JOB 1: In the router thread, which brand of router is the poster leaning toward, and what horsepower does the poster think it has?
JOB 2: Extend the router thread past its final line.

DOCUMENT TEXT:
------------
Ok, now what size router sould be used. I am leaning towards a Makita that I think is 3.5HP...good choice? I have a few PC tools (belt sander, dovetail jig, sawsall) other than the sawsall, I am not that impressed with the other items. There newer tools just do not to seem the have the quality of older ones. I am fortunate to have both big box stores near me, I looked at the PC tools there and I was turned off PC. I do not know anything about the Triton(?) and I don't have any experience with a Freud(?). Suggestions?


----------



## jschaben (Jun 21, 2009)

TedG said:


> Ok, now what size router sould be used. I am leaning towards a Makita that I think is 3.5HP...good choice? I have a few PC tools (belt sander, dovetail jig, sawsall) other than the sawsall, I am not that impressed with the other items. There newer tools just do not to seem the have the quality of older ones. I am fortunate to have both big box stores near me, I looked at the PC tools there and I was turned off PC. I do not know anything about the Triton(?) and I don't have any experience with a Freud(?). Suggestions?
------------
(Dataset excerpt)

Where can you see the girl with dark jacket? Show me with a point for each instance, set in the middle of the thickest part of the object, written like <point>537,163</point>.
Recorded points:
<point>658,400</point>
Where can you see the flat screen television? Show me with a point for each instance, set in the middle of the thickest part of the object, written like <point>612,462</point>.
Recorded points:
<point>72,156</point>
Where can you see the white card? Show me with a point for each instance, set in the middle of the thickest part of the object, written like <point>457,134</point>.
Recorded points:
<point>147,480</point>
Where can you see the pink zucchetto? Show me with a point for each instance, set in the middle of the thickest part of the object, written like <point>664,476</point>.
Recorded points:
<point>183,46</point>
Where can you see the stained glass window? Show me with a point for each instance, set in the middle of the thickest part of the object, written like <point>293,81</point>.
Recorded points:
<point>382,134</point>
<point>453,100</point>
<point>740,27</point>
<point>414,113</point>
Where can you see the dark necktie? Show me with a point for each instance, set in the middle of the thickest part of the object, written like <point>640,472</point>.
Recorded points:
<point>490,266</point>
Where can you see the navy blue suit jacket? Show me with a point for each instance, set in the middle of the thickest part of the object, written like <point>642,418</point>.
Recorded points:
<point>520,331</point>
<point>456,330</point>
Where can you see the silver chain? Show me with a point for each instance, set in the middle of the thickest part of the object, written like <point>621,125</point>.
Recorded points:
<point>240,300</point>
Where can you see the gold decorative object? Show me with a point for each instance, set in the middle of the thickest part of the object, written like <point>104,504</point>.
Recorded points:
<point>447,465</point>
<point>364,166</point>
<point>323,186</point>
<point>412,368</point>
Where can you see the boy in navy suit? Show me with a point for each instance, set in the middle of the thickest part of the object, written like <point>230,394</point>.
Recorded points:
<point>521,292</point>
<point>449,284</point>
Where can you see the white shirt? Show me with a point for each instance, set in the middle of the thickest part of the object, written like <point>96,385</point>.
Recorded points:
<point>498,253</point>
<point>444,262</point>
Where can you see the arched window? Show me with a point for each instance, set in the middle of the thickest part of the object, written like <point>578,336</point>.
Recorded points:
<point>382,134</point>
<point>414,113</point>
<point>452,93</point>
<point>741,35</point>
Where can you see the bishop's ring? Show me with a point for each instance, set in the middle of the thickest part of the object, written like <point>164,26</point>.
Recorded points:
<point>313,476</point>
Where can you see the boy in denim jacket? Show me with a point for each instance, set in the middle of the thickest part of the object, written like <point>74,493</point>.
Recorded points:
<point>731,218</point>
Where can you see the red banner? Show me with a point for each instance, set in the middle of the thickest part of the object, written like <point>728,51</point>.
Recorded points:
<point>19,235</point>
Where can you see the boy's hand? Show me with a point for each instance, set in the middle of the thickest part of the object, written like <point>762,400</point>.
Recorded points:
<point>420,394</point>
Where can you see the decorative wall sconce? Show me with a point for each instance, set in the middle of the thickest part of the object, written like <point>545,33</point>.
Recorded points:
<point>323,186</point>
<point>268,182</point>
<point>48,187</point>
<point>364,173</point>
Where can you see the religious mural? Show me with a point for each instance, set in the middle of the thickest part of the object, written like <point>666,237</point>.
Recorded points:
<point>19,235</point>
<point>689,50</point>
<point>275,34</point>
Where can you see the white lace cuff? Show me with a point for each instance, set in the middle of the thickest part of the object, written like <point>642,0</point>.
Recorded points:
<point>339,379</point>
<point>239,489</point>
------------
OUTPUT 1: A Makita, which the poster thinks is 3.5HP.

OUTPUT 2:
Hi Ted - you don't need a huge router for the vast majority of table work but it does make things a lot nicer If you can get a good deal on a 3.5 HP Makita go for it. I have a Freud and I like it but they are going for about $350 now. Cheapest large router I know of is the Hitachi M12V's going for about $150-225. Most of those I have heard of are in lifts such as the Router Raizer. Triton has a good reputation and I have their SCMS and the small JOF001 router which I am happy with, but support for Triton in North America has been taken over by KREG and they don't seem to be terribly enthusiastic about it. I think Milwaukees' big 5625 has above table adjustments but I have no information on that one. There are quite a few 2 +/- HP routers that offer above table adjustments now including Craftsman and Porter Cable.
Happy shopping


----------



## rpludwig (Nov 22, 2011)

Welcome Ted!

Plenty of good options out there. For light to moderate use on a budget, I opted for the Grizzley Presidents Special table (now $129 w/fence, insert, t-tracks, guard and legs)...a great value IMO. For the router, I went for the DW618 combo, includes plunge and fixed base, 2 1/4 hp, so entire pkg was about $350 bucks shipped and serves my moderate use needs quite well...just my 2 cents...


----------



## TedG (Jan 25, 2012)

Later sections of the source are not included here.